» Short task: In the records below, replace every occurrence of "instance" with "object". Leave everything else unchanged.

[Data entries]

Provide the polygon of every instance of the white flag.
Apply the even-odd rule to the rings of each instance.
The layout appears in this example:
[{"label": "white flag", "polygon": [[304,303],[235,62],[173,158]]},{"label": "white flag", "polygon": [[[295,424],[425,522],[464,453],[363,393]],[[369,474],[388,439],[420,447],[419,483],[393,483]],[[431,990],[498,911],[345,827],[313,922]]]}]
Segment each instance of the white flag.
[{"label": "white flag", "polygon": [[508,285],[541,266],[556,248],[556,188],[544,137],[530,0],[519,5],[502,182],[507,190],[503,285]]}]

» Full solution:
Provide the polygon of every object of the white flag.
Apply the even-odd rule to the rings of each object.
The layout appears in this example:
[{"label": "white flag", "polygon": [[304,303],[235,62],[173,158]]},{"label": "white flag", "polygon": [[[295,424],[425,522],[464,453],[363,393]],[[369,474],[388,439],[420,447],[419,483],[393,483]],[[431,990],[498,911],[345,827],[313,922]]]}]
Segment each object of the white flag.
[{"label": "white flag", "polygon": [[508,285],[541,266],[556,248],[556,188],[544,137],[530,0],[519,5],[502,182],[507,190],[503,285]]}]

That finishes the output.